MATERIAL FOR THE TASK

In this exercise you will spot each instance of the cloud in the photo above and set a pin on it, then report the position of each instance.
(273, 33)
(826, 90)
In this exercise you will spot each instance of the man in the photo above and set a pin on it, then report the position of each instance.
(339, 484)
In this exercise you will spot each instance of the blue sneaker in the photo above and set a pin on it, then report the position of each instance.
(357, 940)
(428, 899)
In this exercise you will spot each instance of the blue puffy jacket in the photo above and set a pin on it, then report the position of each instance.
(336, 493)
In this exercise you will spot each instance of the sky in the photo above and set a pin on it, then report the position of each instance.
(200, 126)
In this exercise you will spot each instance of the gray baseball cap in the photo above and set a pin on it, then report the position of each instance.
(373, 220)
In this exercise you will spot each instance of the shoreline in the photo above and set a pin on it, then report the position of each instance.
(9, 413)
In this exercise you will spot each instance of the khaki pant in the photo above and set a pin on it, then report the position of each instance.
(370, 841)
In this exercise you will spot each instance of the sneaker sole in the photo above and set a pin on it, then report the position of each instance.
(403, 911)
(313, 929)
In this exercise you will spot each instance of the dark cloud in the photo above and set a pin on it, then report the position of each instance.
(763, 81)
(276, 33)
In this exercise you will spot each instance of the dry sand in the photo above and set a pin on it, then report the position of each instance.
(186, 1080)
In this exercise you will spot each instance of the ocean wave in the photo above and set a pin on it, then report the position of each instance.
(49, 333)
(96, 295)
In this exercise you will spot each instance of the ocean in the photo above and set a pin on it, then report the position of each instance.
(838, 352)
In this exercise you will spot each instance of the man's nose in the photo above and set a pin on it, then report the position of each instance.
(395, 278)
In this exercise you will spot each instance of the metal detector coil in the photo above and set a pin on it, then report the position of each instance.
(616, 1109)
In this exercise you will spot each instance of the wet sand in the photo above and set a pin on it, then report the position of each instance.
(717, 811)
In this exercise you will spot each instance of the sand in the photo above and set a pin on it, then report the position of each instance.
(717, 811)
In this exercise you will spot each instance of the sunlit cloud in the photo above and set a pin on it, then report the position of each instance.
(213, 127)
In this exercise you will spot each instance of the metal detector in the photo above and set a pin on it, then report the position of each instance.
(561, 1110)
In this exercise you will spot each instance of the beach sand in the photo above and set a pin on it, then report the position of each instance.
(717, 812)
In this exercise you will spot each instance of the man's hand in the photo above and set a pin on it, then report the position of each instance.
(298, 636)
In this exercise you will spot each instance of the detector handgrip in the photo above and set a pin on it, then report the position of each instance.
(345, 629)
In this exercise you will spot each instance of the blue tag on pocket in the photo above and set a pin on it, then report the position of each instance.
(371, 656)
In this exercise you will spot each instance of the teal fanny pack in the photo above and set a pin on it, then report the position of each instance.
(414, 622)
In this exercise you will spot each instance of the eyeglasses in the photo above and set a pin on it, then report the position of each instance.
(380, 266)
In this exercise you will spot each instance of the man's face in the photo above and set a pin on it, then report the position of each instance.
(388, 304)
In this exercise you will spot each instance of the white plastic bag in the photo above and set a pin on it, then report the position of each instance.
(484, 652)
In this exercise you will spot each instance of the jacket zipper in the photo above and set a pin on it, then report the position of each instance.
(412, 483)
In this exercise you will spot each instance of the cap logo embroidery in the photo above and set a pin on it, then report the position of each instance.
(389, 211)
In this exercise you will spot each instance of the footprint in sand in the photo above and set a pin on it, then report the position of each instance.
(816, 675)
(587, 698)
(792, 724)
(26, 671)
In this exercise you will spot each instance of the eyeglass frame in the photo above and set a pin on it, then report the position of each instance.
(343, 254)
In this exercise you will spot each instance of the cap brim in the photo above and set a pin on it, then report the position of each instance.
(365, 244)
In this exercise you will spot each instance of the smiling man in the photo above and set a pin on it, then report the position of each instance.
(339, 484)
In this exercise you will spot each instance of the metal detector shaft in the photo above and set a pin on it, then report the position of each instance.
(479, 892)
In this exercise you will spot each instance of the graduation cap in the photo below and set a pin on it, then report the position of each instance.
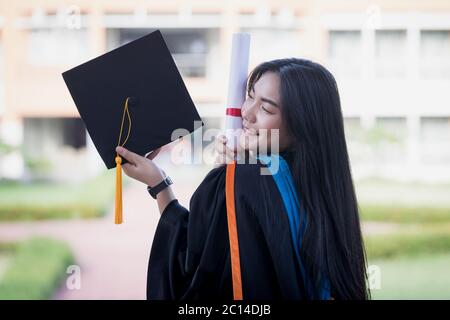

EXERCISE DETAILS
Omit the pictures; restate every entry word for word.

SOLUTION TO THE PROBLEM
In this exercise you will spot each instance of the cloud in the photo above and set a pin on it, then report the position of each instance.
(273, 33)
(826, 90)
In this exercise you will spot each instance of the man in the photo above and set a pin on it, then report the position of each instance.
(339, 484)
In this exercise you will spot each instance of the blue sneaker in the photo above and set a pin on it, then report the position of each instance.
(357, 940)
(428, 899)
In this exercise you will spot each instance of the blue puffy jacket in the photo above and set a pin on it, then report the position of each instance.
(336, 493)
In this exercise you will spot each instance of the sky in the photo above and set a pin on it, then report the position of each instance.
(200, 126)
In this exercise you will spot each instance of the gray baseball cap in the photo above and set a pin on it, then report the position of each instance.
(373, 220)
In this exercise you will spot each instance of the shoreline in the photo above and set a pin on it, then report the position of each instance.
(9, 413)
In this exercise you will spot each instance of the khaki pant in the photo above and set a pin on it, then report the position of each instance.
(370, 841)
In this exercise you will spot each instance of the sneaker sole in the photo above and set a pin on it, then report the position of each instance.
(403, 911)
(313, 929)
In this exercise you will spot each instance of the dark cloud in the photo above and set a pin on it, then report the position of each instance.
(763, 81)
(276, 33)
In this exercise you will spot each instance of the dry sand in the photo above and set a pin on it, then report the position of each instance.
(186, 1080)
In this exercise you will spot each instance of the ocean wave in the photo above and set a pin on it, then report the position of each instance.
(49, 333)
(96, 295)
In this exercise you will spot each instance of the ocean in the photo above and set a pin on it, then report the position of each instance.
(838, 352)
In this exercise you will spot each instance of the man's nose in the photo above and set a pin on it, then report the position of each instance.
(395, 278)
In this exercise you will spot each instance of the metal detector coil in the photo above and set a pin on it, then report the position of each instance.
(616, 1109)
In this exercise you will spot each instance of the wet sand in the photo above and set a pin on it, then report the position of each instance.
(717, 811)
In this exercise you will spot each instance of the sand in the photo above and set a pin on it, then report the position of each instance.
(717, 811)
In this exercise you will spot each instance of the sunlit cloud in the photo above and set a pin on it, then report the position of each instance.
(213, 127)
In this exercise you will spot each instance of the metal detector in the photo above and set a pin on it, then report the position of each instance.
(561, 1110)
In this exercise you will spot each instance of the beach sand in the photo above and set a pin on it, then report the position of each instance.
(717, 812)
In this exercise you will spot each instance of the man's hand in the photo above and set a pin on it, then report the position of each instance.
(298, 636)
In this exercise you will spot each instance of the detector handgrip in the photo above and set a pin on it, then report the position of each instance.
(345, 629)
In this exercise you will spot each instance of the blue tag on pocket in the photo above and set a pin on it, then report the position of each instance.
(371, 656)
In this exercise you will spot each instance of the teal fanny pack in the photo above and set a pin on it, then report the position of each instance.
(414, 622)
In this exercise you will spot each instance of the eyeglasses in the photo above and set a pin on it, then report the position of each instance.
(380, 266)
In this exercise you will spot each instance of the man's face in the photo above and set a pin on it, then report the position of each instance.
(388, 304)
In this exercise you will spot each instance of the white plastic bag in the photo above and set a pin on it, then report the position of each instance.
(484, 652)
In this exercise you will spot each instance of the jacket zipper in the photo above and set a pin on it, then report the position of each instance.
(412, 483)
In this exercise you will spot each instance of the cap logo embroidery in the photo above and set a pin on it, then report the position of each instance.
(389, 211)
In this exercise you will spot each instance of the footprint in sand in the photo above and set a pin on it, then report the position of each instance.
(816, 675)
(587, 698)
(792, 724)
(26, 671)
In this exercise you will spot each instance of the eyeglass frame in the photo above and set a pin on it, then report the position of each instance.
(343, 254)
In this exercise you will spot each instance of the cap brim in the photo above and set a pin on it, then report the position of each instance.
(365, 244)
In this exercise you will spot each instance of the smiling man in the photo above and set a pin on it, then report the position of each instance.
(339, 484)
In this exercise you will spot each instance of the metal detector shaft in the photo above and set a pin on it, then report the position of each instance.
(479, 892)
In this exercise you will spot each instance of the graduation cap in the photo below and set a pin on it, then report the position of each instance.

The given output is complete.